_AIM_. Drop the pictures; give again exactly the lines from the one holding "Task: annotate every instance of the track" through the end of the data.

_PROVIDED DATA_.
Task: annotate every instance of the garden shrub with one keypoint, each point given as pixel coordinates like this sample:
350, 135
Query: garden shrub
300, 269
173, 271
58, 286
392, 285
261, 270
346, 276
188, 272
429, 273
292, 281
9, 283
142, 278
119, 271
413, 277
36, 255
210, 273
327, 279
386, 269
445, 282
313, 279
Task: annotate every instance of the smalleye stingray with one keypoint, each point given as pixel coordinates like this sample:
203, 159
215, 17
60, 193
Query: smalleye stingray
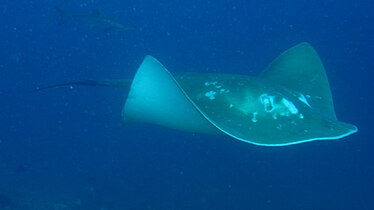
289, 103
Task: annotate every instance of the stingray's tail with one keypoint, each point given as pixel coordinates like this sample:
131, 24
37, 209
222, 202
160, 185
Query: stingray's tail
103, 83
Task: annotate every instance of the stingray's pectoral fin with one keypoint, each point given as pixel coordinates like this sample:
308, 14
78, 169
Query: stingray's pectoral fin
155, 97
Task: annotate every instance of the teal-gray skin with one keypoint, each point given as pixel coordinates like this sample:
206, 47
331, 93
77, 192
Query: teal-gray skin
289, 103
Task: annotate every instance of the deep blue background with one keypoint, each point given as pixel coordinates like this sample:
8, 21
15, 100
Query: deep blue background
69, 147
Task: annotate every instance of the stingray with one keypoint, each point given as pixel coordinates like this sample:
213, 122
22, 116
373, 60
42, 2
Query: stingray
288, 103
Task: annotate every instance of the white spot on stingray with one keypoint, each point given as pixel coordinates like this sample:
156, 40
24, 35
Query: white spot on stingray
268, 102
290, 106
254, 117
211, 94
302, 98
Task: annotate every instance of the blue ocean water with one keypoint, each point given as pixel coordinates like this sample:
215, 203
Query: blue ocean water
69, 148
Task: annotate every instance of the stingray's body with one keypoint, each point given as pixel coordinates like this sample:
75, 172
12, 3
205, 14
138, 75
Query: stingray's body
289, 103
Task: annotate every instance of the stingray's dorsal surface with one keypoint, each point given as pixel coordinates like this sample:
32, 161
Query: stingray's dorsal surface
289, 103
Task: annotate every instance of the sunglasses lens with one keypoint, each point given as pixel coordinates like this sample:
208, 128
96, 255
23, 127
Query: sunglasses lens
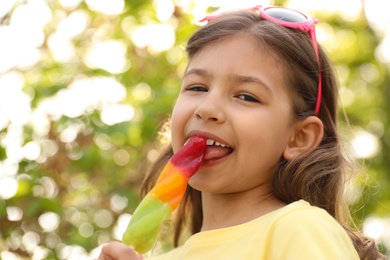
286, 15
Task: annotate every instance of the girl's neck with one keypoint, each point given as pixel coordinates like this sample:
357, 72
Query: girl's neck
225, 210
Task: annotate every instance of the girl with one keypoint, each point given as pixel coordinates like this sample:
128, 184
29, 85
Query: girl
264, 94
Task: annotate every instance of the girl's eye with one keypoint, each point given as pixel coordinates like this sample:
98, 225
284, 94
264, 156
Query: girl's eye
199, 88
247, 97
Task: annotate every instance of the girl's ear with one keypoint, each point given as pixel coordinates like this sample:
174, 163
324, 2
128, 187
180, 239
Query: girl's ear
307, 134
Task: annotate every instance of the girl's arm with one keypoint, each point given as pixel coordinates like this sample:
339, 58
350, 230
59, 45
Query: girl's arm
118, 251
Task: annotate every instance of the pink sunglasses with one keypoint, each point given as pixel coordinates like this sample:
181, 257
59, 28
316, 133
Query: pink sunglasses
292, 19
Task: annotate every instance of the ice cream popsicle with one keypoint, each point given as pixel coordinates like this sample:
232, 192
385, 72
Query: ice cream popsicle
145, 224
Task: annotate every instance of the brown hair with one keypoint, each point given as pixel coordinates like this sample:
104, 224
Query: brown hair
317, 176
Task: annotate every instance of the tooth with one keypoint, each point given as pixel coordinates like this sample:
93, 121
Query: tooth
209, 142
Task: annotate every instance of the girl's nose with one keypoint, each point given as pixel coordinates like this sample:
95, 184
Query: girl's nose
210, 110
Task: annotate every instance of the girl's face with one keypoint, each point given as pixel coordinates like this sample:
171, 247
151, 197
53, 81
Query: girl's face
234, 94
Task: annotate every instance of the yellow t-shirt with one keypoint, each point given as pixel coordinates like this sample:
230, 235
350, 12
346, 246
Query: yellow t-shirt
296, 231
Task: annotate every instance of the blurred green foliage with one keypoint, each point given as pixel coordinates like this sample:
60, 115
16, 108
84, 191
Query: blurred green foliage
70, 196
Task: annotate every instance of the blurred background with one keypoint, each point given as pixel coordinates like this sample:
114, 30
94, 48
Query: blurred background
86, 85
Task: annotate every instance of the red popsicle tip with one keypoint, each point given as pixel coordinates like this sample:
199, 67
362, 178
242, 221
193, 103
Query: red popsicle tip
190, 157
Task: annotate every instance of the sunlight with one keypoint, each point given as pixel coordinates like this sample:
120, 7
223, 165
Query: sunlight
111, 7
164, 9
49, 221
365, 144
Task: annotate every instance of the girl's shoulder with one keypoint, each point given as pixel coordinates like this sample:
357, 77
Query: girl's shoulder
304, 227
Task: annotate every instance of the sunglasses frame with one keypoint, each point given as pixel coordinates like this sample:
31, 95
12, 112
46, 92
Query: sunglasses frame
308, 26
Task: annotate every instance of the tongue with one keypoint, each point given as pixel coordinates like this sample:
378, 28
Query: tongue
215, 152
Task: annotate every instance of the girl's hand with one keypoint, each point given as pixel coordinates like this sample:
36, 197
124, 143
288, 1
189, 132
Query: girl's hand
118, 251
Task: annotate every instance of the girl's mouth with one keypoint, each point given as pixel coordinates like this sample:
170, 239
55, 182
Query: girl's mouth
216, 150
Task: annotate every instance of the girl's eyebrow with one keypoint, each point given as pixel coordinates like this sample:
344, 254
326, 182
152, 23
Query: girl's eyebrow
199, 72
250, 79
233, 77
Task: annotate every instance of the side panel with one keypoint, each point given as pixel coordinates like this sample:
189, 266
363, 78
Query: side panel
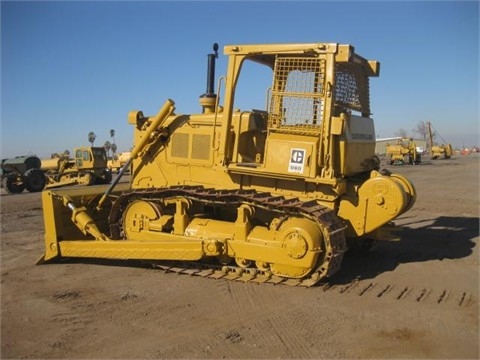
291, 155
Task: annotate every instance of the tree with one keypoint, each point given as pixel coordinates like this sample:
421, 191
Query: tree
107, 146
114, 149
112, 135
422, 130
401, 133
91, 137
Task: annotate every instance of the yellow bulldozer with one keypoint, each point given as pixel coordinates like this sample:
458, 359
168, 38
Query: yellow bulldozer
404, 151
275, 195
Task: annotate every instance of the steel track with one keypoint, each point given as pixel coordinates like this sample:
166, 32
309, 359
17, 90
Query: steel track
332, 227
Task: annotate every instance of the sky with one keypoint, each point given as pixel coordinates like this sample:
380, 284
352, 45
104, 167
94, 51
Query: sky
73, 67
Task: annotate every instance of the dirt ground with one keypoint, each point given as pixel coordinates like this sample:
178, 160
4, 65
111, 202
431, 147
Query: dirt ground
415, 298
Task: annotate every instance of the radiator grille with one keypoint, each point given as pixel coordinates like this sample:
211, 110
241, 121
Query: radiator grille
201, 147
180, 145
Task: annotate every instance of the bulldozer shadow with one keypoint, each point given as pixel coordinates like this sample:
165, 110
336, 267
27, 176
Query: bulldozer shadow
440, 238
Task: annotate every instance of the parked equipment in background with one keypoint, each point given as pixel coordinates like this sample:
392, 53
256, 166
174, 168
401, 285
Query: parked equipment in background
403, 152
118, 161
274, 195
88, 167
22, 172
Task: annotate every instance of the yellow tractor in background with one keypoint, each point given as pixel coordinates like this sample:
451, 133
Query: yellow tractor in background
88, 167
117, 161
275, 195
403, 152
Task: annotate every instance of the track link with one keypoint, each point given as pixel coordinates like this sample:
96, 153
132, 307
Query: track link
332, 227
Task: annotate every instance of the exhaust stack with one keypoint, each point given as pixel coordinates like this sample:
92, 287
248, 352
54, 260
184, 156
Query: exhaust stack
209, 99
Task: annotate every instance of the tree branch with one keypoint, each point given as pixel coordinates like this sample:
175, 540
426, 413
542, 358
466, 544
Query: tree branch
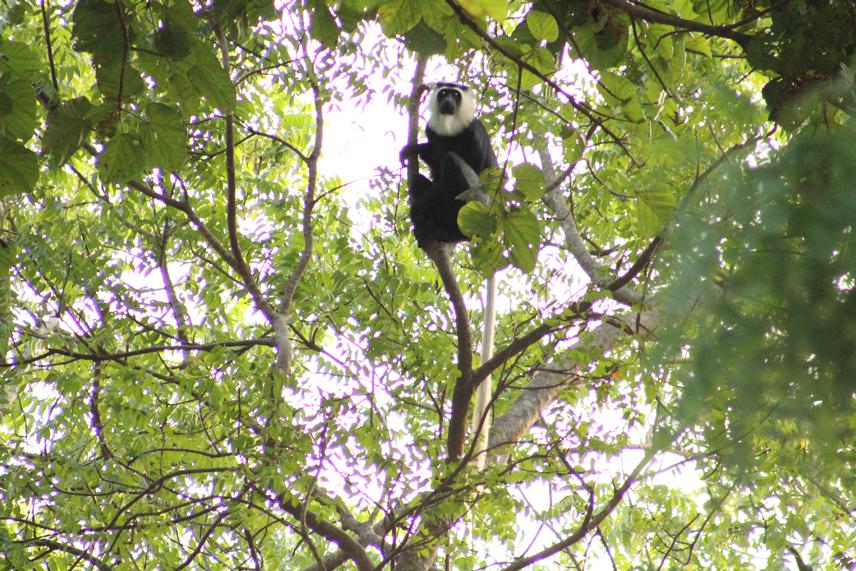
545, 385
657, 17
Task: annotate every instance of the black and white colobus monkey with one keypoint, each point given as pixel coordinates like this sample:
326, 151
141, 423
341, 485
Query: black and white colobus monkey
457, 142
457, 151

_REPLY_.
Task: annotate every instance of the track link with one keypoint, each point given as pixel coordinates like this sample:
96, 153
132, 307
Query: track link
332, 227
Task: annotate every instance of the exhaust stack with one keypoint, each point given as pixel coordinates like this sample:
92, 287
248, 352
54, 260
184, 156
Query: exhaust stack
209, 99
Task: annotate every instance of the tree branch with one keypoint, each point given as pixel coordinates like this sample:
175, 540
426, 413
542, 358
466, 544
Query: tree branch
545, 385
657, 17
Task: annotate every instance of the black and white colobus monkey with one keypoint, each point given as pixel coordinates like this sample:
326, 151
141, 423
341, 485
Query: black and white colobus monkey
457, 142
457, 151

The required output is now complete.